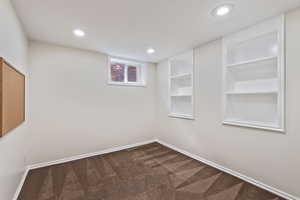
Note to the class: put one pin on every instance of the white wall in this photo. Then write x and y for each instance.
(269, 157)
(73, 110)
(13, 48)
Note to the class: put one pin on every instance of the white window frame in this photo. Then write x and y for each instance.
(141, 72)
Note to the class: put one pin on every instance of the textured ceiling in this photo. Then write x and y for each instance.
(126, 28)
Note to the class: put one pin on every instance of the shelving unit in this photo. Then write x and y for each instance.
(181, 86)
(253, 77)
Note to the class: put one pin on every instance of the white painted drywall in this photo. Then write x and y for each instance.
(74, 111)
(269, 157)
(13, 48)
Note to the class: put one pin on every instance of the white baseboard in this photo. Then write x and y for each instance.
(19, 188)
(232, 172)
(224, 169)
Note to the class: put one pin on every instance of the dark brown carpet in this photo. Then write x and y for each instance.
(149, 172)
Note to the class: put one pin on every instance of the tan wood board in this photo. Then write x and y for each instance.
(12, 98)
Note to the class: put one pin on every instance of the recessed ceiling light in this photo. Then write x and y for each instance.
(79, 33)
(150, 51)
(222, 10)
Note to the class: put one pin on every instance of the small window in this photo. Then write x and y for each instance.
(123, 72)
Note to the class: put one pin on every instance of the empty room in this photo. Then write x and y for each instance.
(149, 100)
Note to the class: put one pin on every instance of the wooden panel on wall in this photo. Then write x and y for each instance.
(12, 97)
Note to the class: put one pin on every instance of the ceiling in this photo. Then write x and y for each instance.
(126, 28)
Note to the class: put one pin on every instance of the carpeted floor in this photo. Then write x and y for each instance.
(149, 172)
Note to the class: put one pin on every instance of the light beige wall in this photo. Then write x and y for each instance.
(73, 110)
(13, 48)
(269, 157)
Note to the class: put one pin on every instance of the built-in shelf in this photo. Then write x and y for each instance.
(181, 95)
(252, 61)
(253, 77)
(181, 86)
(184, 116)
(251, 92)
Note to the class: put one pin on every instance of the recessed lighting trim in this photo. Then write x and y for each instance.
(79, 33)
(222, 10)
(150, 51)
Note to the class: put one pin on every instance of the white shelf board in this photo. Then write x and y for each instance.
(183, 116)
(252, 61)
(254, 124)
(252, 92)
(181, 75)
(181, 95)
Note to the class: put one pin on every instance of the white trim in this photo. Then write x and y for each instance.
(19, 188)
(72, 158)
(114, 149)
(232, 172)
(141, 72)
(127, 84)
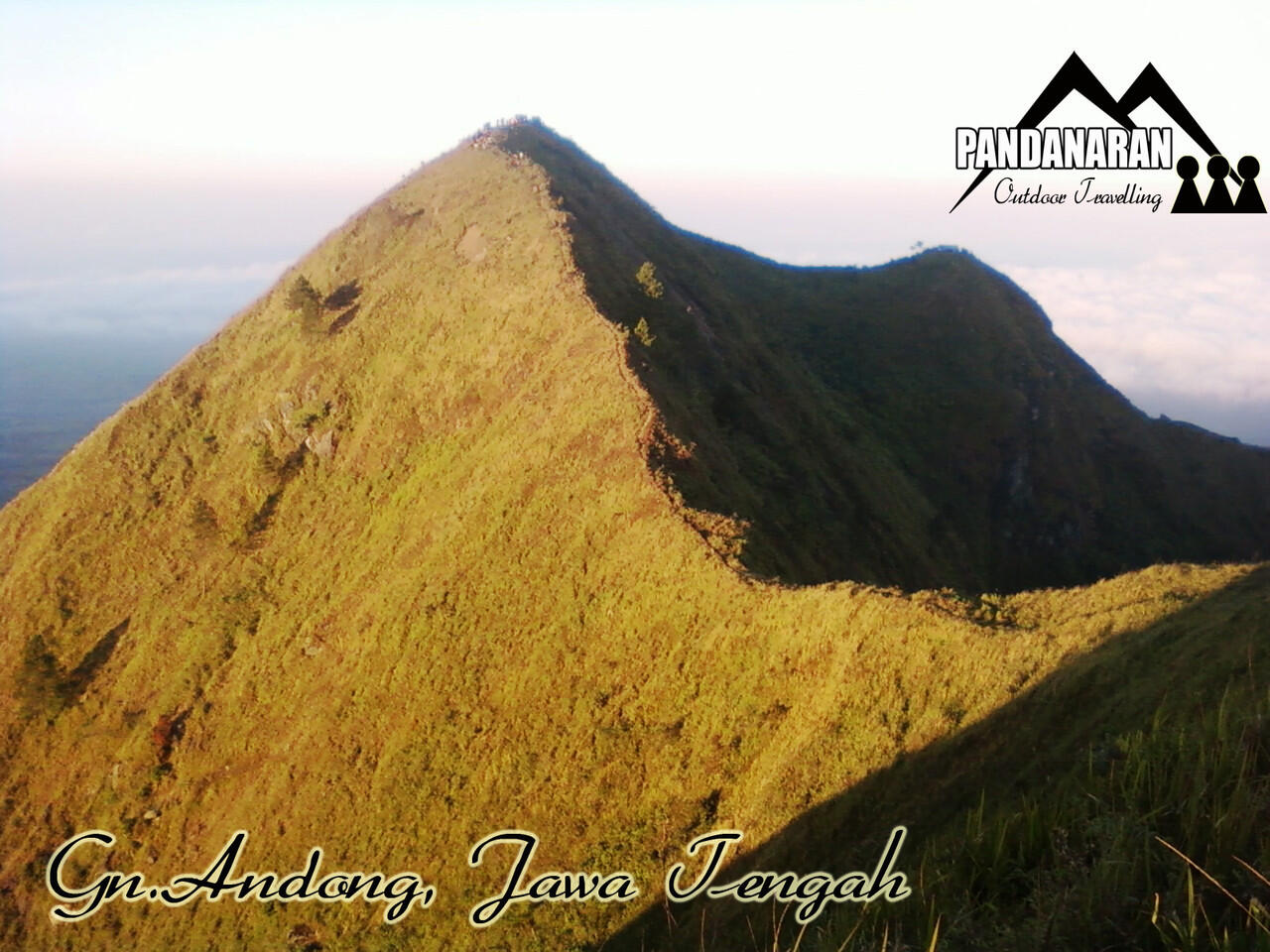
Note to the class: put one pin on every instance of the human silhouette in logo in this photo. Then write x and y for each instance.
(1250, 198)
(1188, 195)
(1218, 195)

> [The problem]:
Keep the pictures out, and write out the rest of the data above word for word.

> [Final answer]:
Note to the class: put one pin on every instance of the white wall in this photo. Then write x and y for each instance.
(269, 157)
(73, 110)
(13, 48)
Note to the class: put one pin on every instance of the white window frame in this photo. Then write x and y for each instance.
(141, 72)
Note to the class: put one pin on every instance of the textured ceiling in this photo. Then write x and y for each instance.
(126, 28)
Note to the class: put one pin on every instance of the shelving unit in this photo. Then write x and y for each instance.
(181, 86)
(253, 77)
Note to the class: put one pin on every instance of the white painted drywall in this photo. Then write x and y for each instance.
(74, 111)
(269, 157)
(13, 48)
Note to the class: put one pin on every instance of the white baseboard in this photo. Then write x and y for each instance.
(19, 188)
(232, 172)
(224, 169)
Note to the class: put one pin on every instance of the dark brown carpet in this photo. Then write x and y for each instance.
(149, 172)
Note to the class: put one pin on every instance of the tan wood board in this photo. Then write x and y for each instance.
(12, 98)
Note to the class: put one pin on every instance of the recessed ceiling light in this photo. Then write x and y for each instance.
(79, 33)
(150, 51)
(222, 10)
Note to the class: put one pin on every instance of the small window in this photo. Then write x and y for each instance.
(123, 72)
Note to the class: put one pin on every instance of the empty room in this photo. Then write x and y for each instance.
(149, 100)
Note to the class: put one pin on every instance of the wooden panel on wall in this photo. Then write x and y for each instance.
(12, 97)
Note to the class: put one pin on every instance of the ceiling in this photo. Then write x and y for each instance.
(126, 28)
Note to the class: put one pin on every instance of the carpeted floor in this photo. Then write x and y for each instance.
(149, 172)
Note to the class: put one pin on every instance of the light beige wall in this photo. Then write x and y for each instance.
(73, 110)
(13, 48)
(269, 157)
Note to the class: put one pin on every instance of the built-in shelf in this photo. Then write x and y for each instance.
(181, 95)
(252, 61)
(253, 77)
(181, 86)
(184, 116)
(251, 92)
Note to the class: put one pin on every instance of the recessed lighting trim in this photo. Then write x and y for each instance.
(79, 33)
(222, 10)
(150, 51)
Note to the class: put one pin on every instance of the white shelf board in this photo. Then write x and y for each instance.
(183, 116)
(252, 61)
(254, 124)
(252, 92)
(181, 75)
(181, 95)
Note to the class: put one pin on every instance of the white trim in this photo. Then write x and y for each instance.
(19, 188)
(72, 158)
(114, 149)
(232, 172)
(141, 72)
(127, 84)
Note to the class: put one pin on every instance of the human silhouette in logo in this photo. Then write x and y for each instance.
(1250, 198)
(1188, 195)
(1218, 195)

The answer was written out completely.